WHAT YOU ARE ASKED TO DO
What you return must match the records exactly, with every line included.

PROVIDED INFORMATION

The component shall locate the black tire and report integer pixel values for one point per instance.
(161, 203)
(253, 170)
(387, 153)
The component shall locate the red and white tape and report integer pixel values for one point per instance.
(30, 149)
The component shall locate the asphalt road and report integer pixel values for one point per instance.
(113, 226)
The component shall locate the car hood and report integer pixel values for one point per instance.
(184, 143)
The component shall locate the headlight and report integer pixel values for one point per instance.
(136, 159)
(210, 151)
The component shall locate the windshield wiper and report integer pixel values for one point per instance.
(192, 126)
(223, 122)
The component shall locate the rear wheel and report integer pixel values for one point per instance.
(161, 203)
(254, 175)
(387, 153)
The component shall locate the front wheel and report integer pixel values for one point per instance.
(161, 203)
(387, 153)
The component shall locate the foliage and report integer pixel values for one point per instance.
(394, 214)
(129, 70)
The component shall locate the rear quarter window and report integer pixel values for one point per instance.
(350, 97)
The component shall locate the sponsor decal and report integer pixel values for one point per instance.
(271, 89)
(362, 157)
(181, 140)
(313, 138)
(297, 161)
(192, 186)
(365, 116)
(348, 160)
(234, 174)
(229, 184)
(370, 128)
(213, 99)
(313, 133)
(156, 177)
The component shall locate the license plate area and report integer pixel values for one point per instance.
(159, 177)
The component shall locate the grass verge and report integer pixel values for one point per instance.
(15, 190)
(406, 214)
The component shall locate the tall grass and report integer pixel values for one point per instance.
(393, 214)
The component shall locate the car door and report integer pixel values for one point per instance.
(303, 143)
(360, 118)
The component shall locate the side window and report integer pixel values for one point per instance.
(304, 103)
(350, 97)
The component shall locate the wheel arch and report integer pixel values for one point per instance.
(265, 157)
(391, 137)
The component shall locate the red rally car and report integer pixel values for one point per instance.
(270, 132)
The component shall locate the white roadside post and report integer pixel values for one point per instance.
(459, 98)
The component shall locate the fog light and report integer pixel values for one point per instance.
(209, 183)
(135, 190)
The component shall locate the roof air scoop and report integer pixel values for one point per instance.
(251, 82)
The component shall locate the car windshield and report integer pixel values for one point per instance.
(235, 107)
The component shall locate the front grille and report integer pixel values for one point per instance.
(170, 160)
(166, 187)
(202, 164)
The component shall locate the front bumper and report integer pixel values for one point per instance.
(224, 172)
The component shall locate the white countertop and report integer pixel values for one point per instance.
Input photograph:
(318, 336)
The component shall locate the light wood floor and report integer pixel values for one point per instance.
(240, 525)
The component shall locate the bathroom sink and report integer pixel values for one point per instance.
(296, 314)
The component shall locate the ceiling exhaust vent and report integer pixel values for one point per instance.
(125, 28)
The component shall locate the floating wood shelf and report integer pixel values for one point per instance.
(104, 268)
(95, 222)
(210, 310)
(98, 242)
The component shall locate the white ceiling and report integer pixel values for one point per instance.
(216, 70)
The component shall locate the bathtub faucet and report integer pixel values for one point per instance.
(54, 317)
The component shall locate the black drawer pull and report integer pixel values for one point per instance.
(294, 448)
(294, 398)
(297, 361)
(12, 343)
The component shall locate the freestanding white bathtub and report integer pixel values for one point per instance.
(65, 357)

REPLY TO THE TASK
The component shall locate the black tire and report integer pixel values for one point per instance.
(161, 203)
(253, 170)
(387, 153)
The component shall locate the red and white tape and report integer pixel values for one point per instance.
(30, 149)
The component shall locate the asphalt road and report integer pixel values for one point per instance.
(113, 226)
The component shall locate the car hood and report integer pixel values for one point per instance.
(184, 143)
The component shall locate the headlight and report integer pixel values for one point per instance.
(136, 159)
(210, 151)
The component shall locate the windshield wiper and report integer pixel values for one point per instance.
(192, 126)
(223, 122)
The component shall locate the rear wheel and report integer pixel values for one point per instance.
(161, 203)
(254, 175)
(387, 153)
The component shall locate the front wheel and report integer pixel values for one point per instance.
(161, 203)
(387, 153)
The component shall locate the foliage and report integer pixel values for one point per instance.
(394, 214)
(129, 70)
The component shall locate the rear quarter window and report integer pixel values for one point per instance.
(350, 97)
The component shall locate the sponsor decal and report integer pixel values for one point per instance.
(271, 89)
(362, 157)
(181, 140)
(313, 138)
(297, 161)
(192, 186)
(365, 116)
(348, 160)
(234, 174)
(229, 184)
(370, 128)
(213, 99)
(313, 133)
(156, 177)
The component shall locate the license plate area and report integer pixel values for one point per instance.
(159, 177)
The component shall locate the grass verge and report integer pixel values for one point per instance.
(15, 190)
(406, 214)
The component shall locate the tall grass and report integer pixel values for one point per instance.
(393, 214)
The component shall locate the car door and report integer pixel values for one point per instance.
(303, 143)
(360, 118)
The component shall locate the side window and report integer pixel values for one point per instance.
(304, 103)
(350, 97)
The component shall locate the wheel arch and report integer pixel values for one point per instance.
(265, 157)
(391, 137)
The component shall locate the red rally car and report integer pixel values for one point per instance.
(270, 132)
The component shall locate the white roadside post and report integer pixel values for one point per instance.
(459, 98)
The component shall locate the fog light and report integer pixel values for one point per instance.
(209, 183)
(135, 190)
The component shall locate the roof air scoop and report integer pixel values for one point per instance.
(251, 82)
The component shall locate the car windshield and report integer pixel values for one point per instance.
(235, 107)
The component shall locate the front grille and report integer pixel values for one point per instance.
(170, 160)
(166, 187)
(202, 164)
The component shall locate the front bumper and report integer pixel values for one point per instance.
(224, 172)
The component shall locate the white countertop and report integer pixel values for one point per instance.
Input photograph:
(318, 336)
The component shall locate the light wood floor and report integer pixel values for one point per instance.
(240, 525)
The component shall locate the bathroom sink and report integer pixel values for one point per instance.
(296, 314)
The component shall locate the ceiling exhaust vent and report integer pixel values for one point per instance.
(125, 28)
The component shall locate the floating wood shelf and report integer pixel values for one point per instance.
(104, 268)
(95, 222)
(210, 310)
(98, 242)
The component shall locate the white ceiling and report integer pixel values for one point per instance.
(216, 70)
The component shall locate the bathtub faucet and report integer pixel values for one point per instance.
(54, 317)
The component shall locate the black drawer pull and report integer pixel values for one point per instance.
(294, 448)
(294, 398)
(297, 361)
(12, 343)
The component shall locate the freestanding white bathtub and report integer pixel values for one point per instance.
(65, 357)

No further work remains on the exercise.